Instruction: Please lay out the records as a two-column CSV with the headers record and answer, one row per record, giving each record's text and its answer in a single quoted field apiece with line breaks replaced by spaces. Begin at the line that has "the dark volcanic" and go through the end of the records.

## Start

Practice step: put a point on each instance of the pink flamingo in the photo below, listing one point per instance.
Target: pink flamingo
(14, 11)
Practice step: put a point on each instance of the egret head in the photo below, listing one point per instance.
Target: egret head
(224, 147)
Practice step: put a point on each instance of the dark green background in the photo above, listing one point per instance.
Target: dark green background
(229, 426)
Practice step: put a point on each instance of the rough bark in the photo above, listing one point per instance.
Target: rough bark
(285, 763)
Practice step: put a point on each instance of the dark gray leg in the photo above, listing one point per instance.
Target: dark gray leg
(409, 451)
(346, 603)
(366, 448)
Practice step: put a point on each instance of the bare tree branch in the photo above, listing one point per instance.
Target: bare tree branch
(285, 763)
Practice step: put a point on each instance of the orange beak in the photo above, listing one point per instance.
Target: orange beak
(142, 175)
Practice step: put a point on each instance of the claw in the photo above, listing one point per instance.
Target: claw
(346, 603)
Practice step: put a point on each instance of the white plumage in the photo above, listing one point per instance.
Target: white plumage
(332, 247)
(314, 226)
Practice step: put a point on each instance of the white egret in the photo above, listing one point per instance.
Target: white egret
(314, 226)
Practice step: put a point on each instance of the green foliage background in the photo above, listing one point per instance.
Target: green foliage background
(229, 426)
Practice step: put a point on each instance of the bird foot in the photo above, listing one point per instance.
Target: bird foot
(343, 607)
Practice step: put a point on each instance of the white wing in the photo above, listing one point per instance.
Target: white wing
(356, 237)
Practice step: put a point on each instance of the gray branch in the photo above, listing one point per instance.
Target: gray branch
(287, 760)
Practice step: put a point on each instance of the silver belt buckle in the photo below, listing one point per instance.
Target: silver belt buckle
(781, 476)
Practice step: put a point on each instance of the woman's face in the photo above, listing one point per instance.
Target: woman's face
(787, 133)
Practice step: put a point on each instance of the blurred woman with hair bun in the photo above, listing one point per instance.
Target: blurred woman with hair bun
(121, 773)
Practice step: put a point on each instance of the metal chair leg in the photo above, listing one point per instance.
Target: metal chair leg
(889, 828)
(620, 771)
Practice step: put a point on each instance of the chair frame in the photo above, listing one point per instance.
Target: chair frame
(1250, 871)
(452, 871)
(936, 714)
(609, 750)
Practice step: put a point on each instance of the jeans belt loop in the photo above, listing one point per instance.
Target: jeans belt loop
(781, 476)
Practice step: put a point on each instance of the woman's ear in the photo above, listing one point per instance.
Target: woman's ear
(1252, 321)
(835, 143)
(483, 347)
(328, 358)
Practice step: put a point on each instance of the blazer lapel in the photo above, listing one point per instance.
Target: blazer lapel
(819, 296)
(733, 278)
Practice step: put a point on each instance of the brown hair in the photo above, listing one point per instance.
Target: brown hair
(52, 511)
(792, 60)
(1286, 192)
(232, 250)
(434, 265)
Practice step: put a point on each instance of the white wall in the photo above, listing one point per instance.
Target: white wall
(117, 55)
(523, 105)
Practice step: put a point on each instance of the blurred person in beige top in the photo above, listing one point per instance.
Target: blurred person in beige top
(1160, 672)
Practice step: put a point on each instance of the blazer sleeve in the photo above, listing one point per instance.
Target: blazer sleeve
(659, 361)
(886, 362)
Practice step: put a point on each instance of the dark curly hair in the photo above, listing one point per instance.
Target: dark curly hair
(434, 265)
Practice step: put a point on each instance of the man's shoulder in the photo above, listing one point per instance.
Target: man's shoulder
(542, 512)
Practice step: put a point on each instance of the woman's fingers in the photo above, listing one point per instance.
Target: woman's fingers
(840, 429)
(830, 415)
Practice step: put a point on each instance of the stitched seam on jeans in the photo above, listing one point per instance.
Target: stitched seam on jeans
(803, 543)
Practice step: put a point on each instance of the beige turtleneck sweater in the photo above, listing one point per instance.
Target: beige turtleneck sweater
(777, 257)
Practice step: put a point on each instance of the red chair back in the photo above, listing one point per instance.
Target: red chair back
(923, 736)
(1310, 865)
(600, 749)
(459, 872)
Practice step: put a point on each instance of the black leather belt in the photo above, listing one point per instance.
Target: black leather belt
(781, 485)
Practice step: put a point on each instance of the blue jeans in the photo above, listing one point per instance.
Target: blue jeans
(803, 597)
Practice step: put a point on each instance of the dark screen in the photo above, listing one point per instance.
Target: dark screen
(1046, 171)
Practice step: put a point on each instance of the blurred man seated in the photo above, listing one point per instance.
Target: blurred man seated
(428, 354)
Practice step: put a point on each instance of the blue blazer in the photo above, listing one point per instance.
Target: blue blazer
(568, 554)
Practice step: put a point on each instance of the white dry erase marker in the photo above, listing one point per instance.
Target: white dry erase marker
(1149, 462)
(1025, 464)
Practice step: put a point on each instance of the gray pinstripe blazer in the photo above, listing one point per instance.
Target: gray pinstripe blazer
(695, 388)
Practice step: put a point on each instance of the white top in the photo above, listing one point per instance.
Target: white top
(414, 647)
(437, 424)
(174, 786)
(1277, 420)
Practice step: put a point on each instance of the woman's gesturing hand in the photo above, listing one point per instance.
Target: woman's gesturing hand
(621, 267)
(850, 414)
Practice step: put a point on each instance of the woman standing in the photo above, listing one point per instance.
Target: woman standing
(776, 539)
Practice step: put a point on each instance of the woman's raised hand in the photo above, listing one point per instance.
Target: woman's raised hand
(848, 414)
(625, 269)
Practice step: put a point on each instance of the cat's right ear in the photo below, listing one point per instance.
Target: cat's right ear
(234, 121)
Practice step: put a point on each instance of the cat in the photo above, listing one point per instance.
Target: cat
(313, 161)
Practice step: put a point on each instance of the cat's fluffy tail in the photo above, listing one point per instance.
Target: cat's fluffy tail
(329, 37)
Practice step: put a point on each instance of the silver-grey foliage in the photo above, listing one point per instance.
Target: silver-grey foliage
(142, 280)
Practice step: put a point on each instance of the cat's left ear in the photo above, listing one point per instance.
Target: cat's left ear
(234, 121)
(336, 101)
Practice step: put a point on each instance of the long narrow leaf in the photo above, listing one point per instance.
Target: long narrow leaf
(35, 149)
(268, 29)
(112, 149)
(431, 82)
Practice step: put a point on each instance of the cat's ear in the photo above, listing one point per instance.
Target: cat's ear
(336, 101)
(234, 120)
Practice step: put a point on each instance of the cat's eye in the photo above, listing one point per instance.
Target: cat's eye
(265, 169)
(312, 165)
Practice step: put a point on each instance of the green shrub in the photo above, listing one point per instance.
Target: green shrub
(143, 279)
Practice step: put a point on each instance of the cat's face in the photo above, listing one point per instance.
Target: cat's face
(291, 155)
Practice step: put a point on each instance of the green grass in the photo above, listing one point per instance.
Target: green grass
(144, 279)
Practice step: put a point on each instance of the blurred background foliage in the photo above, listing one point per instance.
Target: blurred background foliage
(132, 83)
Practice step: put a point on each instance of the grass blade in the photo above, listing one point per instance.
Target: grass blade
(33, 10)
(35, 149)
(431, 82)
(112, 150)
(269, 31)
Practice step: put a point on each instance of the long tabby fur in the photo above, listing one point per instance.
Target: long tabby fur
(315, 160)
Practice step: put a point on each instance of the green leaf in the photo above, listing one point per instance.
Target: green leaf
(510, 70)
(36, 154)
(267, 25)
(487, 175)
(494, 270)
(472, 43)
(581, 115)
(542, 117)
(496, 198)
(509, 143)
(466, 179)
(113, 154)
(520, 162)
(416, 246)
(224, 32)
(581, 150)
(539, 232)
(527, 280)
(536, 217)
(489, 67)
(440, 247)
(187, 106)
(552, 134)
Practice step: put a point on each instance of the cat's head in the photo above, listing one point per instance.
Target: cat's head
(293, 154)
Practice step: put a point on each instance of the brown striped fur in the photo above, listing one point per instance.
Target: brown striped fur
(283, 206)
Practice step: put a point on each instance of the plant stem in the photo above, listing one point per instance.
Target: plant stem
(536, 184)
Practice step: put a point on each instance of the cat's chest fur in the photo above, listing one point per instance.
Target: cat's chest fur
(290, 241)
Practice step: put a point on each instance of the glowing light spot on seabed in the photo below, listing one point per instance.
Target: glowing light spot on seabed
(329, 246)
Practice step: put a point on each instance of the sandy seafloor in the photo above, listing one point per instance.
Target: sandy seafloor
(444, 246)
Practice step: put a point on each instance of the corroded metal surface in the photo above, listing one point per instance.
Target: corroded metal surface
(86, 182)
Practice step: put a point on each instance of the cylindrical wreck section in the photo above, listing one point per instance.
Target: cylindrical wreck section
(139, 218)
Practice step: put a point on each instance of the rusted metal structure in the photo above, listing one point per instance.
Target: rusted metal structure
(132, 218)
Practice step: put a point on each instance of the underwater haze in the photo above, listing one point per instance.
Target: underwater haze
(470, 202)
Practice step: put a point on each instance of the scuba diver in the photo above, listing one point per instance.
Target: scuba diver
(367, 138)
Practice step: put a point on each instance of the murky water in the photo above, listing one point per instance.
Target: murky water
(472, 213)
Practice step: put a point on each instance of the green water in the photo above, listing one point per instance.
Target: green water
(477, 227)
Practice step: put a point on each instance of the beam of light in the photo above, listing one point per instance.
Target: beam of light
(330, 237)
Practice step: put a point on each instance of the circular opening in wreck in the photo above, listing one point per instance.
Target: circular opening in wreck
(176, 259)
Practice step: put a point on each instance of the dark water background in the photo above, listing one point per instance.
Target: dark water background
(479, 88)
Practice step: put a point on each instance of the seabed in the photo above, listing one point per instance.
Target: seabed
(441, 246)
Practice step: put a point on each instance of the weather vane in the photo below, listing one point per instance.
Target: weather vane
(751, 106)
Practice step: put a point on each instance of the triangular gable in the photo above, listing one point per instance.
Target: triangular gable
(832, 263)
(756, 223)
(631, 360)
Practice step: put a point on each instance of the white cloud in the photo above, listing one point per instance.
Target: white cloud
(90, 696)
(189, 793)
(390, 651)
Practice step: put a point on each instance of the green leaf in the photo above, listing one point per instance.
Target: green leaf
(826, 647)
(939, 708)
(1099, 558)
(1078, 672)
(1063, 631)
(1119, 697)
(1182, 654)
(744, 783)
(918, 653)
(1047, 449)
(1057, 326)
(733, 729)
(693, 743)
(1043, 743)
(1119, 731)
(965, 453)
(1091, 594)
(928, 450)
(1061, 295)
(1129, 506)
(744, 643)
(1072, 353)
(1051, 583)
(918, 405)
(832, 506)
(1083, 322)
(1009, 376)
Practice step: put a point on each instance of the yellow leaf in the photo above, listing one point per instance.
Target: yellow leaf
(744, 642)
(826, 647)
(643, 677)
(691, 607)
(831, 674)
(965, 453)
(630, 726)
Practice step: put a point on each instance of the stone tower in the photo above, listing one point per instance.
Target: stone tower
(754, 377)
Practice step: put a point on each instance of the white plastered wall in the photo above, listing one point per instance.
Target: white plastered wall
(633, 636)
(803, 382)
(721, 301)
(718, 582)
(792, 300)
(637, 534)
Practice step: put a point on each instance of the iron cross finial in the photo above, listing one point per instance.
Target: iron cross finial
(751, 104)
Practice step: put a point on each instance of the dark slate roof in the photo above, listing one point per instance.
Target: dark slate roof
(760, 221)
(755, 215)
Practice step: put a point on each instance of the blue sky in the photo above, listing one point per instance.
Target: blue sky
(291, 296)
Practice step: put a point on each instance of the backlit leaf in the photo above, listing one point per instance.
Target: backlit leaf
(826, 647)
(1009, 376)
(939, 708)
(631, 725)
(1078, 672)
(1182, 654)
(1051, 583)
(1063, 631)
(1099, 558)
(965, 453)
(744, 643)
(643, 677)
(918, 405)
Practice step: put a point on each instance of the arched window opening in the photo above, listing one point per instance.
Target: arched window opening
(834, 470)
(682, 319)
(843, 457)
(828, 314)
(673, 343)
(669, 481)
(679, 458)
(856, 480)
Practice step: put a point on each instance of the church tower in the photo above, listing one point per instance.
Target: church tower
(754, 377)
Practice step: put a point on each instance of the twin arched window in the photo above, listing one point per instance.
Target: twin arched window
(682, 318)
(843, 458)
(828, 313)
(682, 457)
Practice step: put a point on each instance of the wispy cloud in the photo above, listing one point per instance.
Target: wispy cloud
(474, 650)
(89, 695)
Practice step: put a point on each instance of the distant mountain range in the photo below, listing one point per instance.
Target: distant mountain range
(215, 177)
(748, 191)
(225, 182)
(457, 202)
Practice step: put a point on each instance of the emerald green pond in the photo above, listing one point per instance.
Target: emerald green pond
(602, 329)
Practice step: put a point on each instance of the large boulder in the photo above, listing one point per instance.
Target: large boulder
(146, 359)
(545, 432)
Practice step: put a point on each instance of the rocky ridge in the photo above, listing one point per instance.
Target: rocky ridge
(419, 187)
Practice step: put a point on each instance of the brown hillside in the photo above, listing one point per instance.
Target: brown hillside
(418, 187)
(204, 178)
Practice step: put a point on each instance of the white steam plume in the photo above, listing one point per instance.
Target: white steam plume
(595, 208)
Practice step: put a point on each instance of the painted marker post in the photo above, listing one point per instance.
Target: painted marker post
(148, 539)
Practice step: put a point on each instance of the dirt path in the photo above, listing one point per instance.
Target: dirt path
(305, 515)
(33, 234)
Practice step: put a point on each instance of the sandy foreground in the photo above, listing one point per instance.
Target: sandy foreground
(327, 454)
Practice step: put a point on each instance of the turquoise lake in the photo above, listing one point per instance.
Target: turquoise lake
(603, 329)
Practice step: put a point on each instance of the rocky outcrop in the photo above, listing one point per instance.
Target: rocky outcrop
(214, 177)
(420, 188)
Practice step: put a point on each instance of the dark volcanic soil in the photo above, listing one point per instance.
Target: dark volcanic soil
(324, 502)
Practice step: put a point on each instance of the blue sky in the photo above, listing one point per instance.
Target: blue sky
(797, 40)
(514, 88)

## End

Worked solution:
record,answer
"Practice step: put a point on each instance of the dark volcanic soil in the photo above, listing one point per instance. Target: dark volcanic soil","(324, 502)"
"Practice step: put a point on each instance of the blue sky in the photo above, listing one point per instance. Target: blue sky","(797, 40) (514, 88)"